## Requirement
Copy every line of the data exactly, leaving nothing out.

## Entries provided
##########

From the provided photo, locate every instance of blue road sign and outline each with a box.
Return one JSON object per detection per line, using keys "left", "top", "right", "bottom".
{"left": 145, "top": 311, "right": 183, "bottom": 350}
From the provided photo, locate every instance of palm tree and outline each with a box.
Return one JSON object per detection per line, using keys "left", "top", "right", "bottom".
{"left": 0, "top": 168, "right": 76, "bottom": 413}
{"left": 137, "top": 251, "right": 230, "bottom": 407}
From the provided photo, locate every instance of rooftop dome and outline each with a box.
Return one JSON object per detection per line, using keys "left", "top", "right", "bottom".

##########

## Solution below
From the provided photo, locate every instance of blue road sign and outline each with a box.
Return one JSON object per detection per line, using keys "left", "top", "right", "bottom".
{"left": 145, "top": 311, "right": 183, "bottom": 350}
From the provided photo, locate every instance of palm tree and outline each with a box.
Return one JSON object per detection per line, using keys "left", "top", "right", "bottom".
{"left": 0, "top": 168, "right": 76, "bottom": 413}
{"left": 137, "top": 251, "right": 230, "bottom": 407}
From the provided photo, locate every instance of rooftop dome and outline each with a box.
Return one JSON object per detection per line, using keys "left", "top", "right", "bottom".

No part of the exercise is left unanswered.